Put every line of the data below into a Markdown table with the columns Row and Line, numbering the rows and skipping blank lines. Leave the pictures out of the table.

··· SOURCE RECORDS ···

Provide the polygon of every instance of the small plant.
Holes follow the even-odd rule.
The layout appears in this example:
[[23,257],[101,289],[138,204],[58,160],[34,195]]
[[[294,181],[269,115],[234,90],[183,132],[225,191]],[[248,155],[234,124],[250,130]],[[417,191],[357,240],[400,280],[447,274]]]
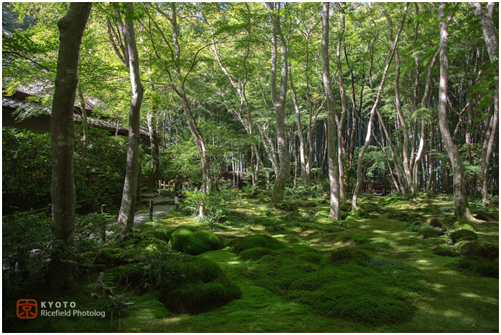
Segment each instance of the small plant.
[[113,292],[117,287],[113,286],[113,279],[112,276],[100,272],[96,281],[87,285],[97,292],[99,298],[96,304],[98,308],[110,315],[110,329],[113,325],[113,314],[118,314],[119,316],[121,316],[121,312],[128,309],[133,303],[129,299],[128,292],[115,294]]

···

IN RESPONSE:
| Row | Line |
|---|---|
| 1 | Provide the polygon of every instance of the small plant. |
| 2 | Holes follow the even-odd rule. |
| 3 | The layout appears in this example: |
| 4 | [[23,257],[101,289],[138,204],[58,160],[34,195]] |
| 5 | [[[294,181],[269,115],[234,90],[183,132],[225,191]],[[248,155],[234,124],[250,130]],[[417,191],[357,240],[400,280],[447,274]]] |
| 6 | Segment each instance of the small plant. |
| 7 | [[113,292],[117,287],[113,286],[113,279],[112,276],[100,272],[96,281],[87,285],[97,292],[99,298],[96,304],[98,308],[110,315],[110,329],[113,325],[113,314],[118,314],[119,316],[121,316],[121,312],[128,309],[133,303],[129,299],[128,292],[115,294]] |